** Problem description **
Swap "query string" for "text prompt" everywhere in the listing below, and write out the whole listing again without the pictures, changing nothing else.

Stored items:
◇ ◇ ◇ ◇

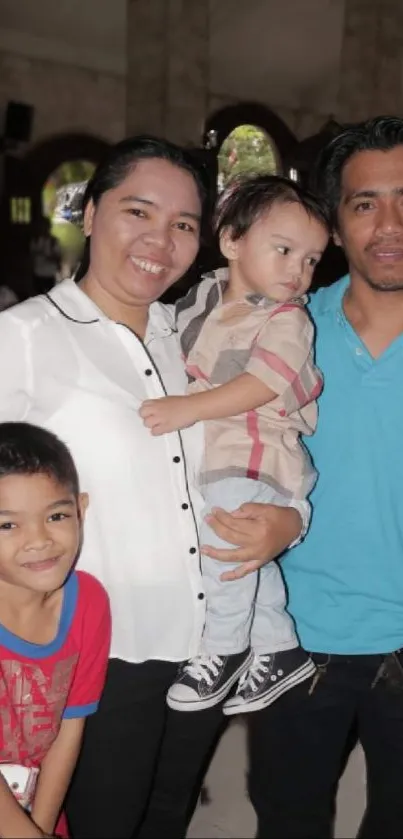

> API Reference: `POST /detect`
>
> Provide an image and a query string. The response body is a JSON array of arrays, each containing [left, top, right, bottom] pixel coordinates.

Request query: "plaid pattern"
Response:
[[176, 269, 322, 499]]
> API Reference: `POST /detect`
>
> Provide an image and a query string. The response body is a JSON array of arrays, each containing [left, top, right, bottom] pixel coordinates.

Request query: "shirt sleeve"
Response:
[[0, 310, 31, 422], [63, 572, 111, 719], [245, 304, 322, 416]]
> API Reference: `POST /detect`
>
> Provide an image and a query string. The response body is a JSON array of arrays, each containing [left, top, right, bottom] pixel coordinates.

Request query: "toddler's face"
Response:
[[222, 203, 329, 303]]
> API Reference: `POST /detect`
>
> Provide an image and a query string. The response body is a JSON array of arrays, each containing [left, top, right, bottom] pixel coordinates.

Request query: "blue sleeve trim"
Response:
[[62, 702, 99, 720]]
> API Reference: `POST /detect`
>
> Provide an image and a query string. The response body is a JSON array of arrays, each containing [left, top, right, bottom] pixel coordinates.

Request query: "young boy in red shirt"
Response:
[[0, 422, 110, 839]]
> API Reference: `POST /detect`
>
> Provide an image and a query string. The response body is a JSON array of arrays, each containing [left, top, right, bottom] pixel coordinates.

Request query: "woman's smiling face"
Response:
[[84, 158, 202, 306]]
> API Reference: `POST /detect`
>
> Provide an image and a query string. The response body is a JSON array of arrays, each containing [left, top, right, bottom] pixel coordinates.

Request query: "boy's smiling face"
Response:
[[0, 472, 88, 594]]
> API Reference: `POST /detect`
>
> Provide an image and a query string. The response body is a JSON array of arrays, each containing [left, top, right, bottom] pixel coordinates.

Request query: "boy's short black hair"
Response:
[[0, 422, 80, 496], [214, 175, 330, 240]]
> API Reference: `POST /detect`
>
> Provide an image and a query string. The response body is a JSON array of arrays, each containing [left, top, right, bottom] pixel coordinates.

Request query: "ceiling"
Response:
[[0, 0, 345, 113]]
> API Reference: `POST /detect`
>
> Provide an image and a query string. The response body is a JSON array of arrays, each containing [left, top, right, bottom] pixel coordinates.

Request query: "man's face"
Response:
[[335, 145, 403, 292]]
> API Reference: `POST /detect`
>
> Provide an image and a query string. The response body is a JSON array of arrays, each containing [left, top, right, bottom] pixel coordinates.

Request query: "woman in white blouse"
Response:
[[0, 138, 303, 837]]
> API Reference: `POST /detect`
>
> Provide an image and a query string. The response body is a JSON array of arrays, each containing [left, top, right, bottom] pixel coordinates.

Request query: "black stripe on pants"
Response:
[[66, 659, 223, 839]]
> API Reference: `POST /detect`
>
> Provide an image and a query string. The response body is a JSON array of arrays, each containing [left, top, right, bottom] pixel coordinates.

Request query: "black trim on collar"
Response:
[[44, 294, 100, 326]]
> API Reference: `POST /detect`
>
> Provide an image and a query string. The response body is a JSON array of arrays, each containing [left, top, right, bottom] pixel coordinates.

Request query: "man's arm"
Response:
[[32, 718, 85, 834], [0, 775, 44, 839], [140, 373, 278, 435]]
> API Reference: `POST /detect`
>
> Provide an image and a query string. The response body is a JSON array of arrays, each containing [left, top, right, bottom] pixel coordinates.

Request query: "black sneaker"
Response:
[[167, 649, 253, 711], [223, 647, 316, 716]]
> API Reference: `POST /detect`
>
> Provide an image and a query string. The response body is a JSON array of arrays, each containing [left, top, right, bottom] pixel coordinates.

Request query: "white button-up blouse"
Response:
[[0, 280, 205, 662]]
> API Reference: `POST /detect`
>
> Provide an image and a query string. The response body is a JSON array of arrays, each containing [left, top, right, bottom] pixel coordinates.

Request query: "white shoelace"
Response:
[[237, 655, 271, 693], [184, 655, 223, 686]]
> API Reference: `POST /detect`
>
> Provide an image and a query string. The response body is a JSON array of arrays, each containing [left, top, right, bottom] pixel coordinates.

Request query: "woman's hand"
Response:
[[202, 504, 302, 580], [139, 396, 197, 437]]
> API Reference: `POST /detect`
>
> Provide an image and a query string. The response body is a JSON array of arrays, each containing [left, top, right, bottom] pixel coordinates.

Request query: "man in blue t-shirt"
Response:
[[249, 113, 403, 839]]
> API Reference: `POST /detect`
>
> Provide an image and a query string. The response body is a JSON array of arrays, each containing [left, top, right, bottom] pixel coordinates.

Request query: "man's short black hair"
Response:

◇ ◇ ◇ ◇

** Output for this task **
> API Reference: `POST /detect`
>
> Provide an image and a text prompt. The response body is a JSON array of arrays, each containing [left, top, right, bottom] pixel coordinates.

Request query: "plaid pattern"
Response:
[[176, 269, 322, 499]]
> API Reference: `POST /detect`
>
> Provide an image and a text prompt. The response body is a JSON array of arrays, each containing [left, top, right, bottom] pixel coordinates.

Request query: "shirt sleeve"
Response:
[[0, 310, 31, 422], [63, 572, 111, 719], [245, 304, 322, 416]]
> API Reference: `POST /detect`
>
> Provide an image and a text prompt. The response body is a JSON array of arrays, each containing [left, top, right, bottom] pixel coordinates.

Request query: "toddler's face"
Response:
[[222, 203, 329, 303]]
> API Reference: `POST /detect`
>
> Provide an image and a text prompt. The response body is a JSON array of arrays, each containing [left, top, right, bottom] pixel coordinates.

Request query: "blue sleeve trim"
Response:
[[62, 702, 99, 720]]
> API Reference: `POST /detect`
>
> Provide an image and a text prompt. The response body is a JSON array of arrays, each containing [left, top, right, bottom] pixel coordinates.

Request query: "young boy in red shirt"
Response:
[[0, 422, 110, 839]]
> API Reference: `POST /detect`
>
> Provide an image and a text prompt. The response body is a JSON array of arrays, each containing [left, top, right, bottom] pixel coordinates.

Request query: "woman's smiling face"
Response:
[[84, 158, 202, 306]]
> API Reference: `POST /detect`
>
> Provide an image and a text prompt. The response body is a JSON array of arrays, each containing [left, top, right, bottom] pixel coordinates.

Request query: "boy's smiling face"
Response:
[[0, 472, 88, 594]]
> API Reference: `POST /detect`
>
> Provide an image and a text prompt. The response body is a JSON array of arrays, each containing [left, top, right, bottom] pixel coordinates.

Request query: "boy's short black hair"
Response:
[[0, 422, 80, 496], [214, 175, 330, 240]]
> API Reference: `POST /detect`
>
> Provide an image and a text prompt. The response body is a JSON array of arrays, each containing [left, top, right, bottom] pixel coordinates.

Request query: "ceiling"
Response:
[[0, 0, 345, 113]]
> API Reference: `POST /detect`
>
> Provide an image and a text prompt. The response body is a JSON array of arrays, each containing [left, top, right, bottom] pixel coordinates.

Request query: "man's face"
Response:
[[335, 145, 403, 292]]
> API Reference: `POST /detect`
>
> Provide an image and a text prompt. The response body is a JSON array of arrays, each containing [left, top, right, bottom] pixel coordinates.

Request query: "woman in white blouse"
Response:
[[0, 138, 303, 837]]
> API Reference: `POST /detect`
>
> Provide an image and a text prompt. The response body is a JSON array of arrays, each containing [left, top, right, bottom] pixel coordinates.

Request query: "black stripe on pants"
Response:
[[66, 659, 223, 839]]
> API Reference: `POST /detect`
>
> Provide an image and a text prompt. The response body is a JSON array of arrays, each containing [left, top, right, bottom] pixel coordinates.

Request query: "black trim on collar"
Response:
[[44, 294, 100, 326]]
> API Reference: `POST /detect`
>
> Provide an image and a text prompt. The response body is a JSON array of arrays, each containing [left, top, right, bottom] pixel coordinates.

Request query: "man's arm"
Response:
[[32, 718, 85, 834], [0, 775, 44, 839], [140, 373, 278, 435]]
> API Reference: `POST /detect`
>
> Provide an image and a text prompt. The response body is a JSON array of arrays, each containing [left, top, right, bottom] pixel coordinates.

Request query: "black sneaker"
Response:
[[167, 649, 253, 711], [223, 647, 316, 716]]
> API Reference: `POST /detect`
>
> Provide an image and a text prompt. The response body is a JSON array of arrays, each containing [left, top, right, bottom] pixel coordinates.

Request query: "white button-up blouse"
Response:
[[0, 280, 205, 662]]
> API Reference: `POST /detect`
>
> Provide an image and a text prompt. The response body is a JSON array of arrays, each containing [left, top, right, bottom] pixel coordinates.

Request query: "white shoelace"
Response:
[[237, 655, 271, 693], [184, 655, 223, 686]]
> API Reference: `POST /detect`
>
> Provide an image and a text prompt. The response body is a JSON array of arrays, each containing [left, top, right, bottom] pixel coordinates.

Request query: "woman's hand"
Response:
[[202, 504, 302, 580], [139, 396, 197, 437]]
> API Reference: `POST /detect`
>
> Provide an image and a text prompt. The response body is a JSON array of arrays, each containing [left, top, right, bottom] pixel coordinates.

Request query: "man in blue t-shirt"
Response:
[[249, 113, 403, 839]]
> API Reference: `POST /detect`
>
> Provide an image and a text prompt. The response body is a JSON array of arrays, each containing [left, top, right, bottom] pixel coordinates.

Request query: "man's short black hair"
Response:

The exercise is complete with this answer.